EXERCISE 1: In the mortgage text below, what must a borrower provide for a no-doc loan?
EXERCISE 2: Using the mortgage text below, rewrite the paragraph beginning "If you expect your income to increase" as a short bulleted list that keeps its main facts.

If you expect your income to increase during the duration of your mortgage, an Interest-Only loan may be the best choice. With interest-only loans, you start out with a low monthly payment, since you are not paying the principle of the loan. There is a designated period for the interest-only payment; once that period expires you will be responsible for principle plus interest, which will be a significant increase over your previous payments.

Make sure your interest-only loan has no prepayment penalty so that you can begin to make principle payments at any time. Interest-only loans are wise choices for people who want to use the money they are saving to diversify their investment portfolios or who plan to refinance a few years down the road.

No-Doc Loan

“Doc” is short for document and, when you take out a no-doc loan, you avoid having to compile the paperwork needed for traditional mortgages. You don’t need to document your assets or income; simply declare your income and provide a social security number. The lender makes the decision based on that information and your credit score.

EXTRACTED DATA:

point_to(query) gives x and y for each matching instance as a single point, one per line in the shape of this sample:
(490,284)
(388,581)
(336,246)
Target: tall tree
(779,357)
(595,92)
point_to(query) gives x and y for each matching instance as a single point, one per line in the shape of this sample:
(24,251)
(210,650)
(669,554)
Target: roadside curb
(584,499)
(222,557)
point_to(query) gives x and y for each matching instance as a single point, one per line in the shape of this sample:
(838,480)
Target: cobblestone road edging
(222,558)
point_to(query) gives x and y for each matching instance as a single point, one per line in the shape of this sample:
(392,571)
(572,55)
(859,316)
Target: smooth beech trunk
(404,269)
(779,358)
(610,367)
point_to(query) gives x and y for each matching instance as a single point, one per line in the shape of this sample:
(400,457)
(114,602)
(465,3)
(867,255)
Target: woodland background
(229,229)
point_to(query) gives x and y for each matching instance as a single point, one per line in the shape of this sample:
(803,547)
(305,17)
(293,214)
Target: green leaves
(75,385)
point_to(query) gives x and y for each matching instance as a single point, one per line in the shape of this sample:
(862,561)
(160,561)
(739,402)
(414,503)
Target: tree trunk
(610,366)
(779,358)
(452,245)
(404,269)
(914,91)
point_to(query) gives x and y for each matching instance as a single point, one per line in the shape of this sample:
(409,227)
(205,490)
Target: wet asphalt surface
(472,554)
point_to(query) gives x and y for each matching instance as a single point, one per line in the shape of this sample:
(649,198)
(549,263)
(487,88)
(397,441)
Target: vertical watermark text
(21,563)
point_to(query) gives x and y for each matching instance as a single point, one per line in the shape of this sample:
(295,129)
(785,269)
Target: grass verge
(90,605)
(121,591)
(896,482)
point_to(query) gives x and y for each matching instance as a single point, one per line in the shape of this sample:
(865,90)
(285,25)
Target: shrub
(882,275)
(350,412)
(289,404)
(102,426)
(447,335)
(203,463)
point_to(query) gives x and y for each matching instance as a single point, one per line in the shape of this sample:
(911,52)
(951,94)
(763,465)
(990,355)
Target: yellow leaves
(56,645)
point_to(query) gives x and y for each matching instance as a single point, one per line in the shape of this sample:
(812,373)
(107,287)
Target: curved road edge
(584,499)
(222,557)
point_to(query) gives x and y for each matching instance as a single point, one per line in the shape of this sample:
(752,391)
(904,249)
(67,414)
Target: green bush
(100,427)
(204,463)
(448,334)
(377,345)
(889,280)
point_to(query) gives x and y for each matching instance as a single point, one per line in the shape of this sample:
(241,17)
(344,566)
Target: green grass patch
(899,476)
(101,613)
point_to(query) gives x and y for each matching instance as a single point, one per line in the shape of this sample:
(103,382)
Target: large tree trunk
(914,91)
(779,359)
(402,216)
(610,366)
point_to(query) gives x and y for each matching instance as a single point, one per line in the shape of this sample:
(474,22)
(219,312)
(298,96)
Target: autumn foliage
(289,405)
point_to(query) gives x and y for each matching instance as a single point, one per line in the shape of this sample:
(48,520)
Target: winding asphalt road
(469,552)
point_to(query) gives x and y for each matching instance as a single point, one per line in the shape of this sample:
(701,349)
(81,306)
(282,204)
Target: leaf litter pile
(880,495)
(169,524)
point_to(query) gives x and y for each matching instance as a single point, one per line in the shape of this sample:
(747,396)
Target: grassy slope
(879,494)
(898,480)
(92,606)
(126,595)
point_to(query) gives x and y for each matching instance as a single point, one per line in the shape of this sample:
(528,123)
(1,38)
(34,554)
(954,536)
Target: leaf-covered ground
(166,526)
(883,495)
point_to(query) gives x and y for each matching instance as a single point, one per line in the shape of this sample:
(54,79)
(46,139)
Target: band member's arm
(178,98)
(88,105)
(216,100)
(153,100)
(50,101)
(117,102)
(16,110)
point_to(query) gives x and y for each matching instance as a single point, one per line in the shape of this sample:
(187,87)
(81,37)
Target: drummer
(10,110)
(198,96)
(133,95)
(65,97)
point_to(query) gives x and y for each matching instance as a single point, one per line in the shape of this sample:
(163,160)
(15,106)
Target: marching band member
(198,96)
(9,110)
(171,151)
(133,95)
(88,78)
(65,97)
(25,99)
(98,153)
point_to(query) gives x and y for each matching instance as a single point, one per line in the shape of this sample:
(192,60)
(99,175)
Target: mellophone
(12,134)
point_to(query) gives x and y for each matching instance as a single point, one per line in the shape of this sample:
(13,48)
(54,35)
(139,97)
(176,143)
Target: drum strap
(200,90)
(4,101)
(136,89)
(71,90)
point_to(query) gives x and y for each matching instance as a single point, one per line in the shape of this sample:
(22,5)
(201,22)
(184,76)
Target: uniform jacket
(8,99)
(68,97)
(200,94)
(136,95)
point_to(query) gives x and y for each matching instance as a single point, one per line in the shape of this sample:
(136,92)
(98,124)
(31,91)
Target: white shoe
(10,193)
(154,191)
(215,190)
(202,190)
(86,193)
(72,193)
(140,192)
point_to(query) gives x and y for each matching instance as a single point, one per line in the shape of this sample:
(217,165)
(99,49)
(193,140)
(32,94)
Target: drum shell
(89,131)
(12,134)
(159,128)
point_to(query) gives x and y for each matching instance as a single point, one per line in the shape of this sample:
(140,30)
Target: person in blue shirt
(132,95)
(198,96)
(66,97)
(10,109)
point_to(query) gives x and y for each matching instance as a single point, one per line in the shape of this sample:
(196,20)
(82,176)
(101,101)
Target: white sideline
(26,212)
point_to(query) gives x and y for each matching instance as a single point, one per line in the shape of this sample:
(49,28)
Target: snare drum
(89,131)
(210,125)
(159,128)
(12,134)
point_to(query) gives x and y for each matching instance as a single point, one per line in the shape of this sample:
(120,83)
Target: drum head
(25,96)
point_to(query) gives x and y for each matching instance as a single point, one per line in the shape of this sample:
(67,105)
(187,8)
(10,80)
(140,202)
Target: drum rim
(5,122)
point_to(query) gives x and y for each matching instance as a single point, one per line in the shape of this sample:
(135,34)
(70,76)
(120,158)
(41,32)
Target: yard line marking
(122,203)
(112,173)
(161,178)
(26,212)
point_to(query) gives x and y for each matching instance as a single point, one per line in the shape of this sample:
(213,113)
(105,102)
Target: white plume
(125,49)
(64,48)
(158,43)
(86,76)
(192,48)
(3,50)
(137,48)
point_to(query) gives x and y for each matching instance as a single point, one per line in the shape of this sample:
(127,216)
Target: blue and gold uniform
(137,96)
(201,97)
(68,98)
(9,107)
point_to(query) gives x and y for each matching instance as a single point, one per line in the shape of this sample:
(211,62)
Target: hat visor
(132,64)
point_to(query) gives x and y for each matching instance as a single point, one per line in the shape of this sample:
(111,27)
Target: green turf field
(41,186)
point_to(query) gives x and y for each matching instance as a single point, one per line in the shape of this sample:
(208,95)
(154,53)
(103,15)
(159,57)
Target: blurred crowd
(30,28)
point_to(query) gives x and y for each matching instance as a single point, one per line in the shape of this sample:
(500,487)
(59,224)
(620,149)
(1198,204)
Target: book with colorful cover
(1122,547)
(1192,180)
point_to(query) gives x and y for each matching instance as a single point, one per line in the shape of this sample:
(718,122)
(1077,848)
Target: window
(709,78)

* * *

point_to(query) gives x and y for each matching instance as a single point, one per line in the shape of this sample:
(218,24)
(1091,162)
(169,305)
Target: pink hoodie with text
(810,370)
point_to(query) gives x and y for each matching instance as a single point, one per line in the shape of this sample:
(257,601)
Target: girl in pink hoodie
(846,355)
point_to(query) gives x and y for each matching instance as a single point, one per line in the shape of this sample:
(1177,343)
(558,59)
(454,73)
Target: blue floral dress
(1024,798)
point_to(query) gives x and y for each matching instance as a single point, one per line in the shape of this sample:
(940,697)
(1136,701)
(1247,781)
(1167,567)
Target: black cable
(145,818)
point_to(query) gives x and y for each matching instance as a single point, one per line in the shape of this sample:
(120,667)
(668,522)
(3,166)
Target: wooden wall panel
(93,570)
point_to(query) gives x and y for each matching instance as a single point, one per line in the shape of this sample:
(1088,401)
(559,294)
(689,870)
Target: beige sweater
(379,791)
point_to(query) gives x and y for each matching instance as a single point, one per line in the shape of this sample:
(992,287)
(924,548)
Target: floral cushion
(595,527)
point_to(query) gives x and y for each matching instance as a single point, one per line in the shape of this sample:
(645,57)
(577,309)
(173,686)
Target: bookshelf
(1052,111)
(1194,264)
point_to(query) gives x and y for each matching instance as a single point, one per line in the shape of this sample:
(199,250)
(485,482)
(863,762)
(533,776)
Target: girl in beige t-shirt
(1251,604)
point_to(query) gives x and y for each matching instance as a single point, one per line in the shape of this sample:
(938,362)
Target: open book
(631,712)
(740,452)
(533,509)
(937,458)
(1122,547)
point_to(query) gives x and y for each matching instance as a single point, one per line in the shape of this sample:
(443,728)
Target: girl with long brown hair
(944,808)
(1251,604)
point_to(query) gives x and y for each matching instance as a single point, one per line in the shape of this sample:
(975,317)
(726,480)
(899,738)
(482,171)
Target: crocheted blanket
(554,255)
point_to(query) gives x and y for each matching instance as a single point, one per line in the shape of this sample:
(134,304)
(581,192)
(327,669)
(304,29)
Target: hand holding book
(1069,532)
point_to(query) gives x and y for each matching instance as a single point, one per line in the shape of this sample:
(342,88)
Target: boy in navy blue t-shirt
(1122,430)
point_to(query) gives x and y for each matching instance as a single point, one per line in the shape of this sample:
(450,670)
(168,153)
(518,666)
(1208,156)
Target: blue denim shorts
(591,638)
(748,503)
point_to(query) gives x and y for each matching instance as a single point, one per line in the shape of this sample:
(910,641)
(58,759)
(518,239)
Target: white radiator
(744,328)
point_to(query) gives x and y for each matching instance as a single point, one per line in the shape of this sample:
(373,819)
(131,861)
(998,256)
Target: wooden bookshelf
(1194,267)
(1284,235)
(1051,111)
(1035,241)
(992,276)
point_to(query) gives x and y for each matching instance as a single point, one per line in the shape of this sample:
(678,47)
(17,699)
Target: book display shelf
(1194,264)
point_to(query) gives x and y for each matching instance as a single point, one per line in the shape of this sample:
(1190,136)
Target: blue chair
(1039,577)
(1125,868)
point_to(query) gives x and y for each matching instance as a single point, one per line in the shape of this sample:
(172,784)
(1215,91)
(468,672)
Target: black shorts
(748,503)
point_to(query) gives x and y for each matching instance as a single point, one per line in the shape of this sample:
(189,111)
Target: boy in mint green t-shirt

...

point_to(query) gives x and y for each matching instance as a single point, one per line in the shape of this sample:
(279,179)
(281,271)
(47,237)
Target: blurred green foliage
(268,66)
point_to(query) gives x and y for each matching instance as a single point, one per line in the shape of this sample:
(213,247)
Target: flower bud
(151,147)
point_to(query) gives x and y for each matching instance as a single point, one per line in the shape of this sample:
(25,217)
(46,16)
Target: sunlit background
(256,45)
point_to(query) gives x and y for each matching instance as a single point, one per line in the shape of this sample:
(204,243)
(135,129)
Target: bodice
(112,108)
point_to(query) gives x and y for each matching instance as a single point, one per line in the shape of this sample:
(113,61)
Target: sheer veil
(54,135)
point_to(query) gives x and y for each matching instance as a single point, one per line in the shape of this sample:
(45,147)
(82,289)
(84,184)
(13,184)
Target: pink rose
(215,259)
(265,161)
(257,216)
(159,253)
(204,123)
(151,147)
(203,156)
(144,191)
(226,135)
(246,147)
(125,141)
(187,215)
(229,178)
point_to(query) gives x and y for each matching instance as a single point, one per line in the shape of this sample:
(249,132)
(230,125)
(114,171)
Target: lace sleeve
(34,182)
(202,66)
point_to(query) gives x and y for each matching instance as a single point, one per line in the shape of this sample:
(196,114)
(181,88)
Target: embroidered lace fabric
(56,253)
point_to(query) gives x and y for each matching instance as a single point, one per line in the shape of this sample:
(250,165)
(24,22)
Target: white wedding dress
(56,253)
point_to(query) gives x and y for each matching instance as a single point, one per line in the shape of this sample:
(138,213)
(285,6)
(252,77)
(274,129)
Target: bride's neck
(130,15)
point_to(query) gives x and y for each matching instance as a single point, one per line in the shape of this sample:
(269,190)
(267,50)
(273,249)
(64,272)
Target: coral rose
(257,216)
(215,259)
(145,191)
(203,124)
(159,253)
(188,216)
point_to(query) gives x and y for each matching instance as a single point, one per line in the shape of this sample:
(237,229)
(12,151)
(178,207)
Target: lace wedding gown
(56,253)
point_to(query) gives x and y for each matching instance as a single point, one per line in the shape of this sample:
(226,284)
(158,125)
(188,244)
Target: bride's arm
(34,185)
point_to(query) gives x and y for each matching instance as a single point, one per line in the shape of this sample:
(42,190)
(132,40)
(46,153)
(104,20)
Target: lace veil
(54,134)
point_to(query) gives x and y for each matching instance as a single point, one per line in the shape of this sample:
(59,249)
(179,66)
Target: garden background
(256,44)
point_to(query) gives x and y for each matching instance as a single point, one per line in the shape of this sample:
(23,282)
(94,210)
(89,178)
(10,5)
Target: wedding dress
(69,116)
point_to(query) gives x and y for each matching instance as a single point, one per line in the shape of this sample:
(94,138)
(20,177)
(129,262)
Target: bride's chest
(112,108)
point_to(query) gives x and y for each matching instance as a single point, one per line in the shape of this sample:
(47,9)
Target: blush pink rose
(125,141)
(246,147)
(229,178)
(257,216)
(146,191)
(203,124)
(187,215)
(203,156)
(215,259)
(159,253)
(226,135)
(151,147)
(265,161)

ANSWER 1: A declaration of income and a social security number.

ANSWER 2:
- An interest-only loan may suit borrowers who expect their income to rise over the mortgage term.
- Monthly payments start low because they do not cover the loan amount itself.
- The interest-only payments last for a set period.
- After that period, payments cover both the loan amount and interest, which is a significant increase.